-------- DOCUMENT SEGMENT --------
This systematic review and meta-analysis was conducted according to the guidelines set forth in the Cochrane Handbook for Systematic Reviews of Interventions[22].

Literature search and study selection

A comprehensive literature search was performed to identify all randomized, double-blind, placebo-controlled trials that evaluated effectiveness of rifaximin or a fluoroquinolone in preventing TD. Studies that examined other antibiotics were excluded because currently the only clinically relevant antibiotics for preventing TD are rifaximin and fluoroquinolones. The population of interest comprised adult civilian or military travelers. Studies were identified using the electronic databases PubMed (through April 2012) and Embase (through April 2012) and consultation with experts in the field. The following search strategy was used on PubMed: “travel* diarrh*” and “travel” (MeSH). The search was limited to studies on human subjects and published in English. Citations from retrieved articles were examined for primary outcome data completeness, and studies that reported rates of TD in treatment and control groups were included in the meta-analysis. In addition, consultation with experts in the field was used to identify any missing articles. Eligibility of all articles for systematic review and meta-analysis was confirmed by two investigators (SA and MR). The details of the literature search and study selection are presented in Figure1.

Figure 1
figure 1

Flow diagram of literature review, eligibility determination and inclusion in the systematic review and meta-analysis. RCT, randomized controlled trial.
--------
— YOUR TASKS —
**1)** Answer these questions about the methods text on trials of antibiotics for preventing travelers' diarrhea (TD), one line per answer, marked as the questions are:
(a) Whose guidelines governed how the review and meta-analysis were conducted?
(b) Which two electronic databases were searched?
(c) Who confirmed whether articles were eligible?
**2)** According to the methods text on trials of antibiotics for preventing travelers' diarrhea, what design features did a trial need for the search to include it?
**3)** Continue the methods text on trials of antibiotics for preventing travelers' diarrhea past the Figure 1 caption, adding the next part of the methods section.
-------- SUPPLIED DATA --------
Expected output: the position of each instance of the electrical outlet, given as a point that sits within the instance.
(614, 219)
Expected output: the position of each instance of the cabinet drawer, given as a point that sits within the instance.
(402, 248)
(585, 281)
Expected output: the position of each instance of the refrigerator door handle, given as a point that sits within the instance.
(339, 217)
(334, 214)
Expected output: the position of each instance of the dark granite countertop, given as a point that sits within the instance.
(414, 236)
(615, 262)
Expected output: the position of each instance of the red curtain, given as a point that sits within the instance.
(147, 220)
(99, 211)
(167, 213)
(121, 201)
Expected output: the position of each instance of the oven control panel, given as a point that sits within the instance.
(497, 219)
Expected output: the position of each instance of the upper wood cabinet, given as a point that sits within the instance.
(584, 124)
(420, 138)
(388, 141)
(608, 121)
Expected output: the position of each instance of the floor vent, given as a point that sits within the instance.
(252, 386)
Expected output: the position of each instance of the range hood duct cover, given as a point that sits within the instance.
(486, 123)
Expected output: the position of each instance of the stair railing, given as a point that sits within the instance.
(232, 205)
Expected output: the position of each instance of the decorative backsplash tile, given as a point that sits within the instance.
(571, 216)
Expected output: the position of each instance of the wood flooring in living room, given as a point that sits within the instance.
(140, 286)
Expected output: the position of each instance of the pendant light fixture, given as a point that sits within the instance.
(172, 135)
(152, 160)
--------
— YOUR WRITTEN ANSWERS —
**1)**
(a) The guidelines in the Cochrane Handbook for Systematic Reviews of Interventions.
(b) PubMed and Embase, both through April 2012.
(c) Two investigators, SA and MR.

**2)**
Randomized
Double-blind
Placebo-controlled

**3)**
Data abstraction and risk of bias assessment

Data were collected from each study and recorded on a data abstraction form, which was designed a priori and pilot-tested on three studies. Primary data abstraction was performed by an investigator (SA) and validated independently by another investigator (JS) before the data were used for statistical analysis. The primary end point of interest was the overall risk reduction in incidence of TD in treatment versus control group with the intention-to-treat (ITT) sample sets of each study. Secondary end points of interest included per-protocol (PP) risk reduction, efficacy against moderate to severe TD and safety of prophylactic antibiotics as measured by rates of drug-attributed adverse events (AEs) in treatment and control groups and/or other noted clinically significant AEs. Other information that was abstracted from each study included first author, publication name and year published, article title, study design, country of traveler/travel, year of study, proportion male, mean/median age, antibiotic dose and frequency, duration of therapy, travel purpose, and follow-up posttherapy, time of therapy initiation relative to arrival, list of exclusion criteria, definition of TD used and any other definitions of TD used (mild, moderate or severe), initial number of subjects randomized to each study arm, number of subjects that completed follow-up schedule in each study arm, overall incidence of TD at week 1 and week 2 after initiating intervention (PP and ITT data), and the incidence of moderate/severe TD (PP and ITT data).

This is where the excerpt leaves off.